▶ _YOUR INSTRUCTIONS_:
Examine the data line by line and report how many lines include the word "white", with no additional output.
(Beginning of EXTRACTED ENTRIES)
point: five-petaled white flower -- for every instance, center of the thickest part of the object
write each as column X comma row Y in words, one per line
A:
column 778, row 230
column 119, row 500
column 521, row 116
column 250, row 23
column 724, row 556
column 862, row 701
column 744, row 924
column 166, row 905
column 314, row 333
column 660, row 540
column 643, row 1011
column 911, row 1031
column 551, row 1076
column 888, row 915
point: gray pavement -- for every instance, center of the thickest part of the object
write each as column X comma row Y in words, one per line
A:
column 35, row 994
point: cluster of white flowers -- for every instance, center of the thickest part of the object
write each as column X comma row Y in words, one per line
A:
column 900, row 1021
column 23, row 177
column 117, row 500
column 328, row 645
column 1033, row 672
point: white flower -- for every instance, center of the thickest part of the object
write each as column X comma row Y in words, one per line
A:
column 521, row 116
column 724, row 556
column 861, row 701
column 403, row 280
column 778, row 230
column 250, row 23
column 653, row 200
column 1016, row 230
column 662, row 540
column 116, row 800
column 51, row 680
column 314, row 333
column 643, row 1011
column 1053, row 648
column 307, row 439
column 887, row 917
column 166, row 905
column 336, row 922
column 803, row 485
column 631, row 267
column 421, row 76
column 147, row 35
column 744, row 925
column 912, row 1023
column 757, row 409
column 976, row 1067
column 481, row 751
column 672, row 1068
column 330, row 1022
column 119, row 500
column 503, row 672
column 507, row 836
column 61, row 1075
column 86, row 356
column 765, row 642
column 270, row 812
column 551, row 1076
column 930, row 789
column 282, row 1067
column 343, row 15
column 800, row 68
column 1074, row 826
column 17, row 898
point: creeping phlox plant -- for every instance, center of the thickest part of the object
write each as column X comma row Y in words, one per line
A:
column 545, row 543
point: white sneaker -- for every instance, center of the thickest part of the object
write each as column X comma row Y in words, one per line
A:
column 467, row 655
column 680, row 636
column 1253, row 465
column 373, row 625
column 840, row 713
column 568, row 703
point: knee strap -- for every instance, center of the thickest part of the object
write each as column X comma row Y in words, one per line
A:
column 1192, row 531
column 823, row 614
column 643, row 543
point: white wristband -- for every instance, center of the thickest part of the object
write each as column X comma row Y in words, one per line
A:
(End of EXTRACTED ENTRIES)
▶ _SOLUTION TO THE PROBLEM_:
5